===== Wybrany fragment =====

9 odpowiedzi do “Test Huawei P50 Pro – jak wygląda życie bez Google’a?”

  1. Czyli byłby świetną alternatywą dla Samsunga, o ile miałby usługi Google. Szkoda.

    • Grzegorz „Krigor” Karaś 27 stycznia 2022 o 08:42

      Dalej jest – tyle że dla ludzi, którzy mają alergię na Google’a. Osobiście znam nawet takich dwóch i dla nich odcięcie od amerykańskiego ekosystemu to zaleta.

  2. Headbangerr1983 26 stycznia 2022 o 22:24

    Matko kochana, co on ma z tyłu O.o Jako były Huawei’owiec, obecnie z czystym sumieniem polecam Samsunga 😉

    • Grzegorz „Krigor” Karaś 27 stycznia 2022 o 08:42

      Tak źle nie jest. W porównaniu do Mi 11 Ultra powiedziałbym nawet, że wyspy aparatu są bardzo smukłe ;).

===== Dane wejściowe =====

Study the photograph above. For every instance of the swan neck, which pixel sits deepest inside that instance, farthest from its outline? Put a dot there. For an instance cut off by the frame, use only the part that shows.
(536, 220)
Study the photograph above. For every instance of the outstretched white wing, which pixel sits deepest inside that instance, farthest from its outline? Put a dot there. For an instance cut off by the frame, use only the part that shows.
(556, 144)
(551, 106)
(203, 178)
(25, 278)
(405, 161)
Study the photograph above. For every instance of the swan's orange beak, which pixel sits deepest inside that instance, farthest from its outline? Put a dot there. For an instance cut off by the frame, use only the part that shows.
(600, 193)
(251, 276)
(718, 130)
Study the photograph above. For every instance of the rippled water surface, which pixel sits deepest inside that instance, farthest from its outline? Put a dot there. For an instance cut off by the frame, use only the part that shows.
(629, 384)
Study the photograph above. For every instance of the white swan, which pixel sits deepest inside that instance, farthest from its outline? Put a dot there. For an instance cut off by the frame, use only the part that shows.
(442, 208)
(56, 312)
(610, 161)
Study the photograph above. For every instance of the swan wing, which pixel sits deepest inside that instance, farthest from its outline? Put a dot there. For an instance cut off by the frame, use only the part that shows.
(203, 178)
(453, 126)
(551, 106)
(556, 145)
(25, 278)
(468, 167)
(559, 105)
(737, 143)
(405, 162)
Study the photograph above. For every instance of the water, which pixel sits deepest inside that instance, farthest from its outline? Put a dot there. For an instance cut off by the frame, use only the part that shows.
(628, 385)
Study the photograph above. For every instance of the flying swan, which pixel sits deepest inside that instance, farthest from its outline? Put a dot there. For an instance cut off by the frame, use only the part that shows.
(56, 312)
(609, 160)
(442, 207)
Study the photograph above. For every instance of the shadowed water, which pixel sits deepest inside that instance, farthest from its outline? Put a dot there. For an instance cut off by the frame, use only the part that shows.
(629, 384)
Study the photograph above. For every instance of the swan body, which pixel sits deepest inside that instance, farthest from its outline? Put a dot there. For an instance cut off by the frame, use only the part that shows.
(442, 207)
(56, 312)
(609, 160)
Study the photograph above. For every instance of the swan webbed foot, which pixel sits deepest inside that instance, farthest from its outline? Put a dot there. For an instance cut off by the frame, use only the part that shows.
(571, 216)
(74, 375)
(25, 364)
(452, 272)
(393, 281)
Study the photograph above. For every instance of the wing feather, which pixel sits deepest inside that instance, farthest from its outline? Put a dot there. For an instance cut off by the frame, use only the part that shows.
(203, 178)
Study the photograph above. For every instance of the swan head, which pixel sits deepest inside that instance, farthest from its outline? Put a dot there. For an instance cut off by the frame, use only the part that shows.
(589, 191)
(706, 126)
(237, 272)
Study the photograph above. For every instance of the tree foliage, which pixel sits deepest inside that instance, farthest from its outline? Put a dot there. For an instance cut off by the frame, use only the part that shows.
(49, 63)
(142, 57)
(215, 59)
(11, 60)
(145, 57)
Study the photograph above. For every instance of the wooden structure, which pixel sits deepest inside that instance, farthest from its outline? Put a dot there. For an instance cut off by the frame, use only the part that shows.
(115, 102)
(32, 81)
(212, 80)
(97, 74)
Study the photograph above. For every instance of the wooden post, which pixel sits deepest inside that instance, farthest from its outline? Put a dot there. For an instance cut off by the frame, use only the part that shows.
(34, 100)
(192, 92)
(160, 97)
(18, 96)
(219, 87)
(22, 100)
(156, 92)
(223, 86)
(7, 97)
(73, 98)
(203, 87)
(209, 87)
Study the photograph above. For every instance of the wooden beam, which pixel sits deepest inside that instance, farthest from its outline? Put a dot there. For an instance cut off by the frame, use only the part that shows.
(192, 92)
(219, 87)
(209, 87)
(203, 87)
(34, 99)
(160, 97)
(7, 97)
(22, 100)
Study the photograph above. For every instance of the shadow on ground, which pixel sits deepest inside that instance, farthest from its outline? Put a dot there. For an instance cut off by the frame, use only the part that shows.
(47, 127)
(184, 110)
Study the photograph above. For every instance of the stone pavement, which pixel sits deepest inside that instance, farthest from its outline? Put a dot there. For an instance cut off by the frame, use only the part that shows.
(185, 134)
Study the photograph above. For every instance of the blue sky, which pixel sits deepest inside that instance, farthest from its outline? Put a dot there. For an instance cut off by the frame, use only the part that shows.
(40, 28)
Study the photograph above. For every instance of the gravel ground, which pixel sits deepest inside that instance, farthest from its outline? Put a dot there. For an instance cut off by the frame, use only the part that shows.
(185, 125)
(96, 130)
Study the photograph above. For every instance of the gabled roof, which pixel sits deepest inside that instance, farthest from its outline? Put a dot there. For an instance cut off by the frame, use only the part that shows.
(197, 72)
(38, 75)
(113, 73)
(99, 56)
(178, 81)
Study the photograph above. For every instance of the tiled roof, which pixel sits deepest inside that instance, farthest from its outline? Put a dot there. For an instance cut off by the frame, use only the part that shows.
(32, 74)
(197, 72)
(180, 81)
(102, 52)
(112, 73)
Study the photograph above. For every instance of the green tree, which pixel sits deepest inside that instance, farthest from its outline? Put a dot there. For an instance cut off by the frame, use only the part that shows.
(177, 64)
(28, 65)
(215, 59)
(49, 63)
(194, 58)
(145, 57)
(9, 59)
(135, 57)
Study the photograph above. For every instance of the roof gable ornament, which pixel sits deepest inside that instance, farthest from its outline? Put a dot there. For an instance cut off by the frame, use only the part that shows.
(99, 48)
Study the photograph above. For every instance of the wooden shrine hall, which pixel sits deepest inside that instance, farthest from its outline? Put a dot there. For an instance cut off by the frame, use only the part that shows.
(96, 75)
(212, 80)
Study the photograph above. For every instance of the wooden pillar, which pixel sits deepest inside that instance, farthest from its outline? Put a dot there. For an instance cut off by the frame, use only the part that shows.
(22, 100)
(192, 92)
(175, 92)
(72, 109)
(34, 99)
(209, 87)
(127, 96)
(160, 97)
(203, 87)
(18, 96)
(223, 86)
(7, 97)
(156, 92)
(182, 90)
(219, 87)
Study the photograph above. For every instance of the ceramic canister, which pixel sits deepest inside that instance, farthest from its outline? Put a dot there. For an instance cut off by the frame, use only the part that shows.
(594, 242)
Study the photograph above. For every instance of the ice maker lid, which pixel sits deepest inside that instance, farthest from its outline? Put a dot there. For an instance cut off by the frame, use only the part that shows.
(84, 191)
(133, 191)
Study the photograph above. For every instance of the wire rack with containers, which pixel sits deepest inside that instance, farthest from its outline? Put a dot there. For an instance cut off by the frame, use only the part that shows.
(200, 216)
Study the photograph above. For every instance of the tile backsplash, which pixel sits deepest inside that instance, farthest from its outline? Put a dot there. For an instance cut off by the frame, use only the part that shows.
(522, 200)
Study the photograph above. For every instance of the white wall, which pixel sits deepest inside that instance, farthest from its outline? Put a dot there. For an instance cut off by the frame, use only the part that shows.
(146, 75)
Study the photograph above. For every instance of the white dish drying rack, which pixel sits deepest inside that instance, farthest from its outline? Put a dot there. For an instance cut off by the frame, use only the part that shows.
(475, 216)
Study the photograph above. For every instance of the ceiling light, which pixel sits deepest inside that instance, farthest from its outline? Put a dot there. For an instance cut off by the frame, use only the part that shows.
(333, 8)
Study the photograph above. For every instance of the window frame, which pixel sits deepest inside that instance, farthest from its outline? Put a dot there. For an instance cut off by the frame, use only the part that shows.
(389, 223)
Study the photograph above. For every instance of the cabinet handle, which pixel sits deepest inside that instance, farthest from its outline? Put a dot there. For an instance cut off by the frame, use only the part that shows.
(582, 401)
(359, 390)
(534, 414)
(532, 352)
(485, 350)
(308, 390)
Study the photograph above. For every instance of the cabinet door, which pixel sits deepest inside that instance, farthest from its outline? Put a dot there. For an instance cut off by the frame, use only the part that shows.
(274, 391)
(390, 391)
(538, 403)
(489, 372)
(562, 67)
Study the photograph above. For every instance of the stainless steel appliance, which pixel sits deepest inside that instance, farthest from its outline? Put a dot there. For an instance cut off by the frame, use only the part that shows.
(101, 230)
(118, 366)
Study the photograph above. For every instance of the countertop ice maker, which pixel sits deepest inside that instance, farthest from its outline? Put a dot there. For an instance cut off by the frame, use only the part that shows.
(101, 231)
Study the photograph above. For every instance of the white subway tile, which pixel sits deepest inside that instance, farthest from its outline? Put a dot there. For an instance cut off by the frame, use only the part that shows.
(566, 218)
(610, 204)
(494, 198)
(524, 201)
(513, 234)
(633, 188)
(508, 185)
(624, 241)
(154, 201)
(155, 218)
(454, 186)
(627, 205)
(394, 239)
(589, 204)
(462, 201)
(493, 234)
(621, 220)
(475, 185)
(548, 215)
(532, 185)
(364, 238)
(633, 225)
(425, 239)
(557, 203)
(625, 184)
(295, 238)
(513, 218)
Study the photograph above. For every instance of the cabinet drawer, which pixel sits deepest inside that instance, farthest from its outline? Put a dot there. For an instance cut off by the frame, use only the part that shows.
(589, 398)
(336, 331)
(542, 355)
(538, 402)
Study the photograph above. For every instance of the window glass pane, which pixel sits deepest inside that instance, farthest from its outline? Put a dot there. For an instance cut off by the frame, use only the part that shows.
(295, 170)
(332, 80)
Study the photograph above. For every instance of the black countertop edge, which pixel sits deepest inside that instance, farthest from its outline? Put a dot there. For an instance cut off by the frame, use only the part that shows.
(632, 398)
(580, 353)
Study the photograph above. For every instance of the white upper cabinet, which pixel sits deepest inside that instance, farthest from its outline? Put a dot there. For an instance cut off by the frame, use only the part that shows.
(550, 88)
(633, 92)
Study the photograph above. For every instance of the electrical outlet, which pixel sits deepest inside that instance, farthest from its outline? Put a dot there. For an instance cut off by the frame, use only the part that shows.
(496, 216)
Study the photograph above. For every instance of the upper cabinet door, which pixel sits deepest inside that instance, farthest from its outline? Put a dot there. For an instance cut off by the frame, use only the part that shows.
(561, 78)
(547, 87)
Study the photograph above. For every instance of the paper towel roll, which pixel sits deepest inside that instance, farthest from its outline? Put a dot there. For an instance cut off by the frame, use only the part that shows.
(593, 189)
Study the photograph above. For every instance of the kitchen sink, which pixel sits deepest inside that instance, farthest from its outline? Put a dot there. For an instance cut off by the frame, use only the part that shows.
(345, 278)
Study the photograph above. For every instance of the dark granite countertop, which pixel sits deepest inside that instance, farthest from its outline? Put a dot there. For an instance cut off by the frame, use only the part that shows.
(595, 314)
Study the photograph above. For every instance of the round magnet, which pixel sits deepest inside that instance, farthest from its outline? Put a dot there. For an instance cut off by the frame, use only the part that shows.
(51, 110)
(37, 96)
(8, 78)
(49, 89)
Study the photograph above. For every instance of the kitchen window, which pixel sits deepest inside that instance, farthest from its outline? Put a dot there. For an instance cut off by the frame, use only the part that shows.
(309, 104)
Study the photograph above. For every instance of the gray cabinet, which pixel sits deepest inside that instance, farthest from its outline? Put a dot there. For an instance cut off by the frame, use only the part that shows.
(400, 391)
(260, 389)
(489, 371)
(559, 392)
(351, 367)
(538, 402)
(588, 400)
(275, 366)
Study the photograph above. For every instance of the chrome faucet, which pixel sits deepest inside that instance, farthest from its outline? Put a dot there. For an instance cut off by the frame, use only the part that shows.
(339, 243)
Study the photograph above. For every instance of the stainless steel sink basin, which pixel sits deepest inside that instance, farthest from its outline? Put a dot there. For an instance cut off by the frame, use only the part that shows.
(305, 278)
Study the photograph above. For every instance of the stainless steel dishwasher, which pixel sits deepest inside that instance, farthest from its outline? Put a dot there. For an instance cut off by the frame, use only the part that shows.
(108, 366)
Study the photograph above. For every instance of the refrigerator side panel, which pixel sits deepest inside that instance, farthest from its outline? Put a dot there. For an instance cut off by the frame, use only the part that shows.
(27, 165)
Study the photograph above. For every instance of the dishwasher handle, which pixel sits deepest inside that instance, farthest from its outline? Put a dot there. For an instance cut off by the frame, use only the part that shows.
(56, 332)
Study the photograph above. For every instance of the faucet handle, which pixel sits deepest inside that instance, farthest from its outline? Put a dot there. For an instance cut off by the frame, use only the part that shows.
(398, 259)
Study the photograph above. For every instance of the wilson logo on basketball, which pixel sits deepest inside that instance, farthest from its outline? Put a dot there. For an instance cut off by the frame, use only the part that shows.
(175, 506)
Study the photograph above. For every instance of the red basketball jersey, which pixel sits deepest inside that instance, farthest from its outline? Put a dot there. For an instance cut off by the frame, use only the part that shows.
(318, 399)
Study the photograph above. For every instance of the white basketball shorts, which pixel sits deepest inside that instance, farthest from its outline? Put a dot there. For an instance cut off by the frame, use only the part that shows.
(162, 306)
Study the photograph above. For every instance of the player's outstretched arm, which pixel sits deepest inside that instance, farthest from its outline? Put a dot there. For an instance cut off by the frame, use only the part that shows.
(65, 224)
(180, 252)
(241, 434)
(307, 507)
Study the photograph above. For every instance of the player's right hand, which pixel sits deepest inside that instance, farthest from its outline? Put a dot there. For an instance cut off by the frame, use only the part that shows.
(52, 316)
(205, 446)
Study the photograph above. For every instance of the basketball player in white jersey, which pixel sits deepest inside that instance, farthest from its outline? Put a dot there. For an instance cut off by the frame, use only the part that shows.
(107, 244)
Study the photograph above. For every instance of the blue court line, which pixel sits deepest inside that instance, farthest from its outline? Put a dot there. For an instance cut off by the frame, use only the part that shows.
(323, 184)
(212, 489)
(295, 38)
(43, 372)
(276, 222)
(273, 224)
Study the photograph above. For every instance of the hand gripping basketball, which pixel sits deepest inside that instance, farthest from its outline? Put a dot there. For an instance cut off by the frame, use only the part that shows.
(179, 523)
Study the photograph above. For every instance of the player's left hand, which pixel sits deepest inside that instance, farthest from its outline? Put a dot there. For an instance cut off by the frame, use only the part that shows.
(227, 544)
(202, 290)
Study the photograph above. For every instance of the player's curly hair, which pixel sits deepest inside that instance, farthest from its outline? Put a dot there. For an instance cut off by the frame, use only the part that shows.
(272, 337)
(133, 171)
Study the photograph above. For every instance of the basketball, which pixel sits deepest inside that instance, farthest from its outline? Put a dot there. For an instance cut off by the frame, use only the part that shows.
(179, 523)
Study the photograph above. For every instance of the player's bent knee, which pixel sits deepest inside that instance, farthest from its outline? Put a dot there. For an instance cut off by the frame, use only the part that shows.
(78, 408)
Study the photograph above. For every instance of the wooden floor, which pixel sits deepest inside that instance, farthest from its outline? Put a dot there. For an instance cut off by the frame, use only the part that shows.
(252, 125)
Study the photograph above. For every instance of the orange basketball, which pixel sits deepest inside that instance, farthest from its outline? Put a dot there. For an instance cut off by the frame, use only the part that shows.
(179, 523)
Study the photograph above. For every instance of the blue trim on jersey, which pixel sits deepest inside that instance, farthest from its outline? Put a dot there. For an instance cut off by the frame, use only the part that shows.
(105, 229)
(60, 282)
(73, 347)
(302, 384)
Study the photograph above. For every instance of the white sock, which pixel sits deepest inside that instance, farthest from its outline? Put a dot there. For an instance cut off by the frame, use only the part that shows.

=====

▶ [Zadanie pisemne 1]
Z jakim modelem telefonu Grzegorz „Krigor” Karaś porównuje we fragmencie wyspy aparatu?
▶ [Zadanie pisemne 2]
Przepisz bez zmian część fragmentu, która zaczyna się od słów „2. Headbangerr1983 26”, a kończy na „bardzo smukłe ;).”.
Dane są osobnym materiałem, niezależnym od fragmentu.

▶ [Rozwiązanie 1]
Z Mi 11 Ultra.

▶ [Rozwiązanie 2]
2. Headbangerr1983 26 stycznia 2022 o 22:24

    Matko kochana, co on ma z tyłu O.o Jako były Huawei’owiec, obecnie z czystym sumieniem polecam Samsunga 😉

    • Grzegorz „Krigor” Karaś 27 stycznia 2022 o 08:42

      Tak źle nie jest. W porównaniu do Mi 11 Ultra powiedziałbym nawet, że wyspy aparatu są bardzo smukłe ;).